_WORK TO BE COMPLETED:_ Please repeat without any changes the lines below, starting at the line that contains "Place one point per instance of the bird tail." and continuing through the last line, with both ends included.

_PROVIDED RECORDS:_

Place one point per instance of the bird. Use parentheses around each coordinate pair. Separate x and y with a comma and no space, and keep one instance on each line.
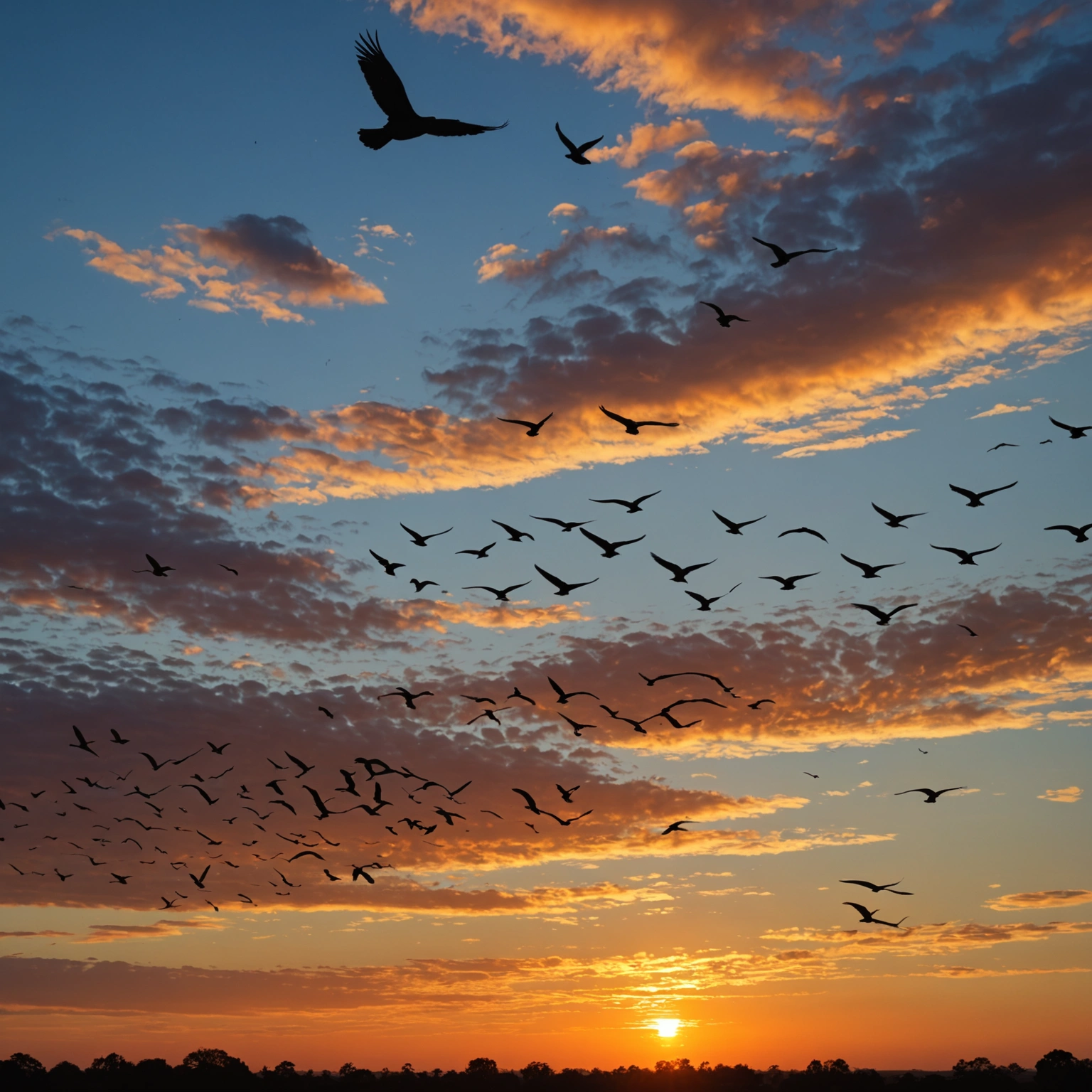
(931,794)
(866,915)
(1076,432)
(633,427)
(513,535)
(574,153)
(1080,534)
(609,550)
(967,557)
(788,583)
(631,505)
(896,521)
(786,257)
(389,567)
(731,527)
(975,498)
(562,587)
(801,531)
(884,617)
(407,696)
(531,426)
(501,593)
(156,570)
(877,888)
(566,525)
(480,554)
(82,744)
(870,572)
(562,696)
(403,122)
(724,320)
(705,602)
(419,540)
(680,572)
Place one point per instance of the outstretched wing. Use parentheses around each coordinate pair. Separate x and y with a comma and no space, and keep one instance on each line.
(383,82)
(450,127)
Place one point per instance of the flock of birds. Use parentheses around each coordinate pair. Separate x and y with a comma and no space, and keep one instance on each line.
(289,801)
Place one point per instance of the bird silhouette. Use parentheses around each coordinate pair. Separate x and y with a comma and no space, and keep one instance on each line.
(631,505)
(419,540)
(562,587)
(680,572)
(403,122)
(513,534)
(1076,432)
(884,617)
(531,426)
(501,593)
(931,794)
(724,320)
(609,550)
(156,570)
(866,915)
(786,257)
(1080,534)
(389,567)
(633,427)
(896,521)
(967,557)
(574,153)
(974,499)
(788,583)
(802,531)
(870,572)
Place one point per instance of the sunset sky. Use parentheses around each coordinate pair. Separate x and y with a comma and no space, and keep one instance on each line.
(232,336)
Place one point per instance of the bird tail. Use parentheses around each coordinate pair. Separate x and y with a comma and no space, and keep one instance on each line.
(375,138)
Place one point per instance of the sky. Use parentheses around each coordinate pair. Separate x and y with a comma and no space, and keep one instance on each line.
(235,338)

_OUTPUT FOR THIS EXERCISE:_
Place one point per instance of the bird tail. Use parentheses around each coordinate pair. Separate x and y with a comma and no space, and keep one instance on each line.
(375,138)
Place one point per instance of the sky. Use parentheses around each coordinate pair. Separate x and y with a comma and no space, and keep one instance on each line.
(235,338)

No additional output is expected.